• _What needs to be done_
From the line holding "the freight car." through the line holding "of the gray" below, write out every line exactly; include both of those lines and drop the pictures.

Photo-based referring expression data:
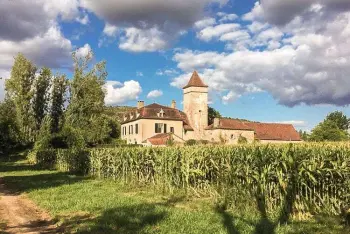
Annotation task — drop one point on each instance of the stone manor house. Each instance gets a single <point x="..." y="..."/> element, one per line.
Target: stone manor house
<point x="155" y="124"/>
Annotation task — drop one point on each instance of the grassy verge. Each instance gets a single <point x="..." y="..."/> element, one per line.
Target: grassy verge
<point x="84" y="205"/>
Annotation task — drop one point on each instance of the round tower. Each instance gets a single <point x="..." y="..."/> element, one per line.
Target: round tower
<point x="196" y="104"/>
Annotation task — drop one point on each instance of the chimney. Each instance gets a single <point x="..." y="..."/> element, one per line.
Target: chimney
<point x="173" y="104"/>
<point x="140" y="104"/>
<point x="216" y="122"/>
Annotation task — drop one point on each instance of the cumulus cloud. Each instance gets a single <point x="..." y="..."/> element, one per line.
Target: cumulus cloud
<point x="143" y="40"/>
<point x="157" y="24"/>
<point x="82" y="52"/>
<point x="307" y="60"/>
<point x="167" y="72"/>
<point x="154" y="94"/>
<point x="49" y="49"/>
<point x="281" y="12"/>
<point x="22" y="19"/>
<point x="139" y="74"/>
<point x="119" y="93"/>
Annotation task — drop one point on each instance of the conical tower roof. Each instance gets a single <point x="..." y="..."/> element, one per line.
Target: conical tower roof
<point x="195" y="81"/>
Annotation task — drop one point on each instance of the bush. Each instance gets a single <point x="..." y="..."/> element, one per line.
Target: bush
<point x="191" y="142"/>
<point x="242" y="140"/>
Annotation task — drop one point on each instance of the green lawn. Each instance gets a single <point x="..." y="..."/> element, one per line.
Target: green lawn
<point x="84" y="205"/>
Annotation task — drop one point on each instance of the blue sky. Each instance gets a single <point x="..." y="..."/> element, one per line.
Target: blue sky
<point x="273" y="61"/>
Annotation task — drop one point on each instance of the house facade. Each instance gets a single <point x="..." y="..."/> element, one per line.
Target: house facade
<point x="155" y="124"/>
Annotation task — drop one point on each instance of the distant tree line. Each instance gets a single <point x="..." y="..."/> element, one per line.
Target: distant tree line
<point x="335" y="127"/>
<point x="45" y="110"/>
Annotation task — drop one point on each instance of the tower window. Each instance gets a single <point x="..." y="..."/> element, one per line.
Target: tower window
<point x="158" y="127"/>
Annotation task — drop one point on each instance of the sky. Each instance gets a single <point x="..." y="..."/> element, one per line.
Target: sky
<point x="269" y="60"/>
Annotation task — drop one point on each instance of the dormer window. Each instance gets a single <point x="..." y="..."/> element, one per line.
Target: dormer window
<point x="161" y="113"/>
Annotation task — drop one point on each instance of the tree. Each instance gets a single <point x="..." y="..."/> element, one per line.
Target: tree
<point x="339" y="119"/>
<point x="19" y="90"/>
<point x="87" y="95"/>
<point x="8" y="126"/>
<point x="212" y="114"/>
<point x="58" y="98"/>
<point x="41" y="96"/>
<point x="328" y="131"/>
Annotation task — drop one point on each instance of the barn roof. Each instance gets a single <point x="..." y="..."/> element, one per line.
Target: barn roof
<point x="152" y="112"/>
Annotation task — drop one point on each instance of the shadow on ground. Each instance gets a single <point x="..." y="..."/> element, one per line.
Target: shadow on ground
<point x="35" y="179"/>
<point x="140" y="218"/>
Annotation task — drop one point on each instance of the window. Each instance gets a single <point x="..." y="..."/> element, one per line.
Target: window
<point x="158" y="128"/>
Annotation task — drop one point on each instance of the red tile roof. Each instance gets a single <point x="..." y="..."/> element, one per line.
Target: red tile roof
<point x="152" y="111"/>
<point x="159" y="139"/>
<point x="195" y="81"/>
<point x="263" y="131"/>
<point x="274" y="131"/>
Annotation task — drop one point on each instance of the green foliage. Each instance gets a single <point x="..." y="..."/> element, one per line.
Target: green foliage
<point x="86" y="106"/>
<point x="328" y="131"/>
<point x="341" y="120"/>
<point x="19" y="90"/>
<point x="242" y="140"/>
<point x="41" y="96"/>
<point x="333" y="128"/>
<point x="58" y="98"/>
<point x="291" y="178"/>
<point x="212" y="114"/>
<point x="8" y="126"/>
<point x="191" y="142"/>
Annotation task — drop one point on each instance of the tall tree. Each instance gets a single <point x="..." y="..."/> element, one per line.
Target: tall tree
<point x="8" y="126"/>
<point x="339" y="119"/>
<point x="87" y="98"/>
<point x="19" y="90"/>
<point x="41" y="96"/>
<point x="212" y="114"/>
<point x="328" y="131"/>
<point x="58" y="98"/>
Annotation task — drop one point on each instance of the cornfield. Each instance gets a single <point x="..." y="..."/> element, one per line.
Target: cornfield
<point x="300" y="178"/>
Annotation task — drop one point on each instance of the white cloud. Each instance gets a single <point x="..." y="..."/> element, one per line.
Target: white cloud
<point x="110" y="30"/>
<point x="213" y="32"/>
<point x="83" y="19"/>
<point x="82" y="52"/>
<point x="139" y="73"/>
<point x="143" y="40"/>
<point x="167" y="72"/>
<point x="158" y="24"/>
<point x="50" y="49"/>
<point x="230" y="97"/>
<point x="205" y="23"/>
<point x="118" y="93"/>
<point x="305" y="61"/>
<point x="154" y="94"/>
<point x="224" y="17"/>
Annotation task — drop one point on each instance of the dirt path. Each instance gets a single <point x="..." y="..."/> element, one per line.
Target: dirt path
<point x="21" y="215"/>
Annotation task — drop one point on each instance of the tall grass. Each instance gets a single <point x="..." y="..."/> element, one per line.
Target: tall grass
<point x="298" y="178"/>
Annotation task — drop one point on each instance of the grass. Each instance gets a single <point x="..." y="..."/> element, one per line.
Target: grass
<point x="85" y="205"/>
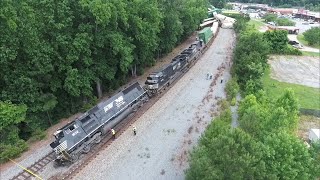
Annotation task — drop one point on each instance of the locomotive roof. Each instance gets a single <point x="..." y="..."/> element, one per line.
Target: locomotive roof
<point x="159" y="71"/>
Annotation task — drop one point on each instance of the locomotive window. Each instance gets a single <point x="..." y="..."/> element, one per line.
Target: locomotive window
<point x="71" y="128"/>
<point x="85" y="119"/>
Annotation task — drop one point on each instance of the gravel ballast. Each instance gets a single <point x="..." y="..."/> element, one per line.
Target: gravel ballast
<point x="169" y="129"/>
<point x="167" y="132"/>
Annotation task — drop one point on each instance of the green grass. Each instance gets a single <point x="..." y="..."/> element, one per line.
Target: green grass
<point x="308" y="97"/>
<point x="305" y="53"/>
<point x="301" y="39"/>
<point x="230" y="12"/>
<point x="257" y="23"/>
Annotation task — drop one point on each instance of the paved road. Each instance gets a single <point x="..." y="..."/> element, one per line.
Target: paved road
<point x="168" y="130"/>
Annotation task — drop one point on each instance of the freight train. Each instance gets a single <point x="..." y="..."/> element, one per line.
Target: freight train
<point x="78" y="136"/>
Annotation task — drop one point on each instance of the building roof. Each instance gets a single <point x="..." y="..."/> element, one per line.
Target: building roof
<point x="293" y="28"/>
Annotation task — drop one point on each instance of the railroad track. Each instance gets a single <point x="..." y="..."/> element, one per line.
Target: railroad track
<point x="105" y="142"/>
<point x="35" y="167"/>
<point x="120" y="128"/>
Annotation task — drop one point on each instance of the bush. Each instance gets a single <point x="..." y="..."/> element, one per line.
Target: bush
<point x="233" y="102"/>
<point x="8" y="151"/>
<point x="292" y="51"/>
<point x="37" y="135"/>
<point x="270" y="17"/>
<point x="312" y="36"/>
<point x="232" y="89"/>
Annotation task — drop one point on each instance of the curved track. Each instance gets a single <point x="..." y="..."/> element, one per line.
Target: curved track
<point x="106" y="140"/>
<point x="121" y="127"/>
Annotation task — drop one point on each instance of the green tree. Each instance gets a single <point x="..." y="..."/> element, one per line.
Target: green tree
<point x="278" y="40"/>
<point x="11" y="116"/>
<point x="225" y="153"/>
<point x="312" y="36"/>
<point x="270" y="17"/>
<point x="289" y="158"/>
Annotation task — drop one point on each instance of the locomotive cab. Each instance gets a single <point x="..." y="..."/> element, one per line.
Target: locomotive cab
<point x="152" y="81"/>
<point x="67" y="138"/>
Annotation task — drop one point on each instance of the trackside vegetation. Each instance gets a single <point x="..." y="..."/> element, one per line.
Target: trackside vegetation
<point x="264" y="146"/>
<point x="58" y="57"/>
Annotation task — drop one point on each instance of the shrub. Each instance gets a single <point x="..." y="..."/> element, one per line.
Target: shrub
<point x="8" y="151"/>
<point x="292" y="51"/>
<point x="312" y="36"/>
<point x="270" y="17"/>
<point x="223" y="104"/>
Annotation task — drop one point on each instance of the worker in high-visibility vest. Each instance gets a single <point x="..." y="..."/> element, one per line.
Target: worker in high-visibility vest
<point x="134" y="130"/>
<point x="113" y="132"/>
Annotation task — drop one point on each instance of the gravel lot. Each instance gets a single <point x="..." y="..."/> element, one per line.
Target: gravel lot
<point x="304" y="70"/>
<point x="168" y="130"/>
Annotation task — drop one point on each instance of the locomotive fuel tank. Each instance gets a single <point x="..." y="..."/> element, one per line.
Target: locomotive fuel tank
<point x="77" y="136"/>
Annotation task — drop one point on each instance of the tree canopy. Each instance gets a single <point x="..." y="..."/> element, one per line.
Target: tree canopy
<point x="57" y="57"/>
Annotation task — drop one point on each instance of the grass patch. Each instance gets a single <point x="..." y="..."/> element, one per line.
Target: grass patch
<point x="230" y="12"/>
<point x="308" y="97"/>
<point x="256" y="23"/>
<point x="305" y="124"/>
<point x="301" y="39"/>
<point x="314" y="54"/>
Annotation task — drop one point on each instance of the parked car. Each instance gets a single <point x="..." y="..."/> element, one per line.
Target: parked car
<point x="298" y="46"/>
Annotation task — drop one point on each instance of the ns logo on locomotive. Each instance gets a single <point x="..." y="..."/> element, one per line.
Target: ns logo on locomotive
<point x="78" y="136"/>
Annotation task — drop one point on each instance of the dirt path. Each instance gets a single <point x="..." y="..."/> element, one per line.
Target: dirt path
<point x="40" y="148"/>
<point x="168" y="130"/>
<point x="304" y="70"/>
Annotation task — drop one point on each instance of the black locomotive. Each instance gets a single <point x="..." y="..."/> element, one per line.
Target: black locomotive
<point x="78" y="136"/>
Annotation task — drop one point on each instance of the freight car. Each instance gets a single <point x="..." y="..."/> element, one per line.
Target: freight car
<point x="163" y="77"/>
<point x="78" y="136"/>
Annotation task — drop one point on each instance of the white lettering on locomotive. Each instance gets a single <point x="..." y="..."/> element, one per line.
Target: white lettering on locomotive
<point x="119" y="101"/>
<point x="107" y="107"/>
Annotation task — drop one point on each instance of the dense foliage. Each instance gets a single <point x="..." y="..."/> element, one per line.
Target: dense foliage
<point x="312" y="36"/>
<point x="288" y="3"/>
<point x="10" y="117"/>
<point x="58" y="57"/>
<point x="264" y="146"/>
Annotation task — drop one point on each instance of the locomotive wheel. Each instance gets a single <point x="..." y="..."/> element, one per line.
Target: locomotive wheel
<point x="74" y="157"/>
<point x="86" y="148"/>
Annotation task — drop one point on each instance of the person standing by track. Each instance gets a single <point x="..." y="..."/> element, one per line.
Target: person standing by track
<point x="113" y="132"/>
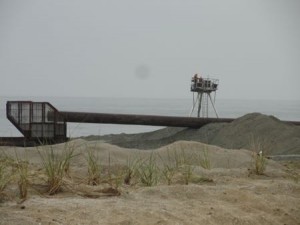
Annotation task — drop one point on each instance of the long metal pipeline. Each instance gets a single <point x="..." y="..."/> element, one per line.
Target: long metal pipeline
<point x="133" y="119"/>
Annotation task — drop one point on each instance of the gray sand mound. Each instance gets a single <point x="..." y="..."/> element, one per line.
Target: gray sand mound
<point x="275" y="136"/>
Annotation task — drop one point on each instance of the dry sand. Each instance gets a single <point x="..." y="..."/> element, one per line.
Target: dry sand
<point x="233" y="194"/>
<point x="277" y="137"/>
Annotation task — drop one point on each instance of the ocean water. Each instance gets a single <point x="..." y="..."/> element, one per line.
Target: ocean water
<point x="227" y="108"/>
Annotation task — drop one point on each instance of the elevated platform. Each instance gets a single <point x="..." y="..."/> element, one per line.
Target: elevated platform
<point x="199" y="84"/>
<point x="31" y="119"/>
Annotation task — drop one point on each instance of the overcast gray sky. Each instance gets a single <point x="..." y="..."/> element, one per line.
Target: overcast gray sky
<point x="138" y="48"/>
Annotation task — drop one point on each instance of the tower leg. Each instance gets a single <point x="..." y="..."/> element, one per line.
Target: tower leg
<point x="194" y="104"/>
<point x="200" y="102"/>
<point x="213" y="106"/>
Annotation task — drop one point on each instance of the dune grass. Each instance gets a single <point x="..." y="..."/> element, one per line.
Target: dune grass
<point x="94" y="167"/>
<point x="204" y="159"/>
<point x="23" y="180"/>
<point x="149" y="171"/>
<point x="5" y="175"/>
<point x="259" y="152"/>
<point x="55" y="166"/>
<point x="131" y="169"/>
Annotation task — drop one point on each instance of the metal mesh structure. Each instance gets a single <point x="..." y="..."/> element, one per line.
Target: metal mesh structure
<point x="36" y="120"/>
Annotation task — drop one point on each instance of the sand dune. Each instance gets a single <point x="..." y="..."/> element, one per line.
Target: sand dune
<point x="228" y="193"/>
<point x="277" y="137"/>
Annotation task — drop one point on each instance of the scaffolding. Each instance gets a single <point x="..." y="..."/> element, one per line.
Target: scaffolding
<point x="203" y="87"/>
<point x="37" y="120"/>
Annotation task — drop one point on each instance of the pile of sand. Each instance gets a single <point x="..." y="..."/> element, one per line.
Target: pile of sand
<point x="275" y="136"/>
<point x="233" y="194"/>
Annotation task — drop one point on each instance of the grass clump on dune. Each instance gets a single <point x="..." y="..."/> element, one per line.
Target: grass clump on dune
<point x="5" y="175"/>
<point x="149" y="171"/>
<point x="259" y="158"/>
<point x="23" y="181"/>
<point x="55" y="165"/>
<point x="94" y="167"/>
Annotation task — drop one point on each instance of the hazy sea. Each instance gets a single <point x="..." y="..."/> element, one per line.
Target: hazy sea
<point x="227" y="108"/>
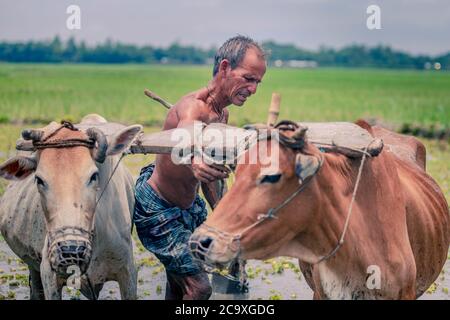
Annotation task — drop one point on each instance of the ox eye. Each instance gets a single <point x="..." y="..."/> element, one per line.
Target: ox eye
<point x="94" y="178"/>
<point x="270" y="178"/>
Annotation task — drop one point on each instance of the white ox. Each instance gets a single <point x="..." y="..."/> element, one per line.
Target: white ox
<point x="50" y="219"/>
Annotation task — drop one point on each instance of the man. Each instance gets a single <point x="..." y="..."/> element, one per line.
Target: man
<point x="168" y="207"/>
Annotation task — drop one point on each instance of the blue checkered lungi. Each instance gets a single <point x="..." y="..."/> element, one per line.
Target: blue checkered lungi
<point x="165" y="229"/>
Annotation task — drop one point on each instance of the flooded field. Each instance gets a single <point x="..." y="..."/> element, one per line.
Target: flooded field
<point x="272" y="279"/>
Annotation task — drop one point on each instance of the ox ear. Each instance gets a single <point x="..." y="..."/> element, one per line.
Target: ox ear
<point x="306" y="166"/>
<point x="121" y="141"/>
<point x="18" y="168"/>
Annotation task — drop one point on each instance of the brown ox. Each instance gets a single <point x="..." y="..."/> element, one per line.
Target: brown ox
<point x="399" y="229"/>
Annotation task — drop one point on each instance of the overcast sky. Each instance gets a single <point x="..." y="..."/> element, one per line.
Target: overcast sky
<point x="416" y="26"/>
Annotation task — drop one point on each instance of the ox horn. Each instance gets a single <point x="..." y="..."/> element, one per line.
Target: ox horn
<point x="102" y="145"/>
<point x="32" y="134"/>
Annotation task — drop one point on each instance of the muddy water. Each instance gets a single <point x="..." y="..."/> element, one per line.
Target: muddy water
<point x="273" y="279"/>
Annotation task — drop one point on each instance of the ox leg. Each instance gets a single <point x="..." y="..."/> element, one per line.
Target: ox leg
<point x="127" y="279"/>
<point x="195" y="287"/>
<point x="36" y="288"/>
<point x="52" y="285"/>
<point x="91" y="291"/>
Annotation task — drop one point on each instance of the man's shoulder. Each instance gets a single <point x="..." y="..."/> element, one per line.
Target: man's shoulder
<point x="192" y="106"/>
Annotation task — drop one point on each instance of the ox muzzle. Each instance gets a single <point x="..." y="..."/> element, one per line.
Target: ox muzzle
<point x="69" y="246"/>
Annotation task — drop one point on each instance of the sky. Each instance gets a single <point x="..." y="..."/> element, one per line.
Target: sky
<point x="414" y="26"/>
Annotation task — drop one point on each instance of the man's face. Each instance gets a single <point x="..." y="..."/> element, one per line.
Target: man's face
<point x="244" y="79"/>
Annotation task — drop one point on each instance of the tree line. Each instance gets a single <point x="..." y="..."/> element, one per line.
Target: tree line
<point x="57" y="51"/>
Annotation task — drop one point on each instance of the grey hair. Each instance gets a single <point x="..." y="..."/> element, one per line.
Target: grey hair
<point x="234" y="50"/>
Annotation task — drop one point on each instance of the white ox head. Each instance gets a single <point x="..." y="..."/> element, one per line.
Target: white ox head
<point x="67" y="176"/>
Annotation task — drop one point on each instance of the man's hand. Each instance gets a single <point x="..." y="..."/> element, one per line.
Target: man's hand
<point x="208" y="172"/>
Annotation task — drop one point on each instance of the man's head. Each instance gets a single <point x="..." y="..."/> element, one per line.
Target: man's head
<point x="239" y="66"/>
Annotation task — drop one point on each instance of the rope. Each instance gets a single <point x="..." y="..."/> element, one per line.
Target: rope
<point x="110" y="177"/>
<point x="349" y="211"/>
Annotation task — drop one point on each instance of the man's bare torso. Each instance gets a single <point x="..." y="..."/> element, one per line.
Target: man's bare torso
<point x="176" y="183"/>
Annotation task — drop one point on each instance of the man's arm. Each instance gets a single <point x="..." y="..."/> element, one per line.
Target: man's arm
<point x="203" y="172"/>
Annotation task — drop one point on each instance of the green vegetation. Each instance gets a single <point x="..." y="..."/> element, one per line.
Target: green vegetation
<point x="113" y="52"/>
<point x="33" y="95"/>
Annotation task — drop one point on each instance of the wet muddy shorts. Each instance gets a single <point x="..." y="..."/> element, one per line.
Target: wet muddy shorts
<point x="165" y="229"/>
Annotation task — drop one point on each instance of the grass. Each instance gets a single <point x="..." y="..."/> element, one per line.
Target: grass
<point x="37" y="94"/>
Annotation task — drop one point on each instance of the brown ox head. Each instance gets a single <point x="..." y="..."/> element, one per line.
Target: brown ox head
<point x="269" y="203"/>
<point x="68" y="172"/>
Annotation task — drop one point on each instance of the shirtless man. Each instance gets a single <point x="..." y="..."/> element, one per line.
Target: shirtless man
<point x="168" y="207"/>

• _Output for this exercise_
Annotation task — drop one point on each instance of the freight car. Each instance gets a single <point x="..." y="..."/> element, one per line.
Target: freight car
<point x="163" y="77"/>
<point x="78" y="136"/>
Annotation task — drop one point on each instance of the white lettering on locomotive. Each instance gets a single <point x="..." y="..."/> element, one per line.
Target: white lettering on locomotive
<point x="119" y="101"/>
<point x="107" y="107"/>
Annotation task — drop one point on each instance of the dense foliage. Each instance gets a single <point x="..." y="..."/> element, one per line.
Target: dense foliage
<point x="312" y="36"/>
<point x="288" y="3"/>
<point x="10" y="117"/>
<point x="58" y="57"/>
<point x="264" y="146"/>
Annotation task — drop one point on each instance of the locomotive wheel. Each instance gets a single <point x="..." y="..."/> element, one per line.
Target: locomotive wheel
<point x="74" y="157"/>
<point x="86" y="148"/>
Annotation task — drop one point on each instance of the person standing by track. Each instance gets a single <point x="..." y="..."/> element, one per line.
Target: person standing by track
<point x="113" y="132"/>
Annotation task — drop one point on each instance of the long metal pipeline. Each instance gets a single <point x="..." y="..."/> element, one per line.
Target: long metal pipeline
<point x="133" y="119"/>
Annotation task — drop one point on each instance of the gray sand mound. Each instance gets a single <point x="..." y="..."/> element, one per line.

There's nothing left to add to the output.